**Consigne**
Reproduisez à l’identique le passage du texte sur Metal Gear Rising qui va de « A première vue, l’alliance » à « le dessus ? », ces deux segments compris.

**Texte extrait**
====

A première vue, l’alliance entre Hideo Kojima et le studio Platinum Games avait tout du mariage de la carpe et du lapin. D’un côté, le père de la très singulière saga Metal Gear, adepte d’un jeu vidéo cérébral riche en dispositifs complexes, effets de distanciation et références politico-cinéphiles. De l’autre, les plus brillants héritiers de la tradition arcade japonaise, fervents partisans d’une action joyeusement frontale et auteurs, entre autres, des flamboyants Vanquish et MadWorld. Entre ces deux approches quasi opposées, laquelle allait donc prendre le dessus ?
La réponse est simple : aucune. Et c’est l’un des secrets de la réussite de Metal Gear Rising, jeu tout en paradoxes et en ruptures de rythme. Entre le combat estampillé Platinum et les longs – parfois autant que la séquence de jeu qui suit – interludes dialogués, l’idée semble n’être ici ni de choisir ni de tenter la fusion mais d’organiser sans relâche la confrontation, façon dialogue philosophique, duel au soleil ou passe de tango. Quitte, au passage, à tester éventuellement la résistance du joueur qui pourrait, par exemple, ne venir chercher ici que sa dose de baston coutumière (et qui devra percer lui-même les mystères d’un système de combat assez mal présenté). Avec Raiden (ex-star de Metal Gear Solid 2), son héros cyborg donc mi-homme mi-robot, le jeu va encore plus loin dans la cohabitation de principes discordants. Là où, sur un registre a priori proche, les essais passés de Platinum misaient sur la souplesse (Bayonetta) ou la puissance (Anarchy Reigns), Metal Gear Rising est d’abord une question de nervosité, de mouvements syncopés que redouble le recours généreux aux arrêts sur image.

====

**Entrées fournies**
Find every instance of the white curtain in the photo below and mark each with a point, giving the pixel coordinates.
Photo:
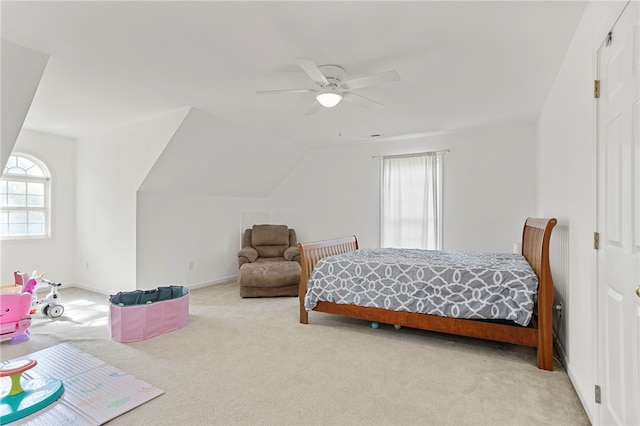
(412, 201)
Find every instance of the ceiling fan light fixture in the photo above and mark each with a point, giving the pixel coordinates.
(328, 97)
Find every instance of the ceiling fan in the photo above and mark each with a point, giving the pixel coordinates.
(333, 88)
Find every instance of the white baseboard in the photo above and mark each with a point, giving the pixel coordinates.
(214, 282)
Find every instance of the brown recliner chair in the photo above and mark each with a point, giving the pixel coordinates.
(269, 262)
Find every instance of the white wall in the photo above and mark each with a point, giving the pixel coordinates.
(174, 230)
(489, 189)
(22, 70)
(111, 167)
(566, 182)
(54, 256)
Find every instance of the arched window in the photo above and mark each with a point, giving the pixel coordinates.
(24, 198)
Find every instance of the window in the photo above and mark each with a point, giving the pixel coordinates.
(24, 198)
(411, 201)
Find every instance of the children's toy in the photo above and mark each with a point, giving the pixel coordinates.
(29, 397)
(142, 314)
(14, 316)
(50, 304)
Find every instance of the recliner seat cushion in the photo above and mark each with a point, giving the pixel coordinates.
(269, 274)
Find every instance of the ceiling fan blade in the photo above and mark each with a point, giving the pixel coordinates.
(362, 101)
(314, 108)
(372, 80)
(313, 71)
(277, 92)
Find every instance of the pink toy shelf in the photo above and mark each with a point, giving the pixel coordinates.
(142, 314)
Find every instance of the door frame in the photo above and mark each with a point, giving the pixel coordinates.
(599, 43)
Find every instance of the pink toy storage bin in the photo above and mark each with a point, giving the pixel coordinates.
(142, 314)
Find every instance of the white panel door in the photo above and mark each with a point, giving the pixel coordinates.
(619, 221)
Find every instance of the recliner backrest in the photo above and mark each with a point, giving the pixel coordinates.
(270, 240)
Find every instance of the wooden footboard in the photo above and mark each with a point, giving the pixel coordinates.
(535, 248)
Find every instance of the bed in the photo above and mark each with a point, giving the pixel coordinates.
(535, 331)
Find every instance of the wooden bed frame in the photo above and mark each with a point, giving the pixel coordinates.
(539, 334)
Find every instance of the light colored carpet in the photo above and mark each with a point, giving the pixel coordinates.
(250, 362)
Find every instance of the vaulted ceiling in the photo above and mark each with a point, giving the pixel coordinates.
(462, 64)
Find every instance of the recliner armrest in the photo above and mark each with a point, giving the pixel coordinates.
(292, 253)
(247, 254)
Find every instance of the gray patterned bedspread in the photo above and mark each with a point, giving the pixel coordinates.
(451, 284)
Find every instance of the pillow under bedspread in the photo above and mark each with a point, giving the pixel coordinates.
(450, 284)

====

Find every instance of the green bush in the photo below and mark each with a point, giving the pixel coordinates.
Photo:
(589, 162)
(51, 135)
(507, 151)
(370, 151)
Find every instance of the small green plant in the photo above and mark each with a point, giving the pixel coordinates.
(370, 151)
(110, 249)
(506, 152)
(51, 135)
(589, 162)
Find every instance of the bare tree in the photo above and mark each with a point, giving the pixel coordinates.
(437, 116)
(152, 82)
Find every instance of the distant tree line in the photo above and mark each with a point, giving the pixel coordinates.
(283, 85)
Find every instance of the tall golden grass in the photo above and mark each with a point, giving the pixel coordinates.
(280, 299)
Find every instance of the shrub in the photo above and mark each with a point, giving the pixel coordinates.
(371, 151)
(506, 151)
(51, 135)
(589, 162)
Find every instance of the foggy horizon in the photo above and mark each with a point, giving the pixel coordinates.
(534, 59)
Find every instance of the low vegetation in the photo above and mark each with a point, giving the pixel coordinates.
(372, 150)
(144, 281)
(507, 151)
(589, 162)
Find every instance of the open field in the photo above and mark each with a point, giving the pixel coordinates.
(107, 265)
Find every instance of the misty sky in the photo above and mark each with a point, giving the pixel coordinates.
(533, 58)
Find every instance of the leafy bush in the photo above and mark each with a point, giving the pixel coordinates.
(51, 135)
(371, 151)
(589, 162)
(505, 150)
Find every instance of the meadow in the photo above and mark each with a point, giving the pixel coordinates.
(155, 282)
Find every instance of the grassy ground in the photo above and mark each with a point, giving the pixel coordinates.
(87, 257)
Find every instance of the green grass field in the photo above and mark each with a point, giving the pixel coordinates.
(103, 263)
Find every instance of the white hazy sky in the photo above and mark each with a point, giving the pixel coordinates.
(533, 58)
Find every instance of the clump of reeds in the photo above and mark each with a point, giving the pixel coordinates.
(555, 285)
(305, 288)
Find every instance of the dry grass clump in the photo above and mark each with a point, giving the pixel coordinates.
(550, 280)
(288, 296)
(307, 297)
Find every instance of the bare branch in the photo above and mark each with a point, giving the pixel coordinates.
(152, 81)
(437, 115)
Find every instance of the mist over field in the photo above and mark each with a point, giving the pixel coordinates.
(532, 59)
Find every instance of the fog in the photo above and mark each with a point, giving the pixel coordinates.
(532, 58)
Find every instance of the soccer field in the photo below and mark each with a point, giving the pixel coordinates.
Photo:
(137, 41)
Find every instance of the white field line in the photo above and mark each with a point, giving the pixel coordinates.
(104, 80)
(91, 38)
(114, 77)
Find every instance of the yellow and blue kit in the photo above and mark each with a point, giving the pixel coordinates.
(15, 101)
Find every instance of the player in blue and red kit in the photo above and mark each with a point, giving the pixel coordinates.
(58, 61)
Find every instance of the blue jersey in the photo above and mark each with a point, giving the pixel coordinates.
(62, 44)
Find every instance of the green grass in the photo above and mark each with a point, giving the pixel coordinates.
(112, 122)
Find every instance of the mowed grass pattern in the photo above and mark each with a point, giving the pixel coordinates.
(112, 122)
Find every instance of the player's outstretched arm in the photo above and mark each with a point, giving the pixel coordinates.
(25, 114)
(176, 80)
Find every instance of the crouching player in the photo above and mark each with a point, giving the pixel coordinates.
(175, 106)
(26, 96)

====

**Réponse attendue**
A première vue, l’alliance entre Hideo Kojima et le studio Platinum Games avait tout du mariage de la carpe et du lapin. D’un côté, le père de la très singulière saga Metal Gear, adepte d’un jeu vidéo cérébral riche en dispositifs complexes, effets de distanciation et références politico-cinéphiles. De l’autre, les plus brillants héritiers de la tradition arcade japonaise, fervents partisans d’une action joyeusement frontale et auteurs, entre autres, des flamboyants Vanquish et MadWorld. Entre ces deux approches quasi opposées, laquelle allait donc prendre le dessus ?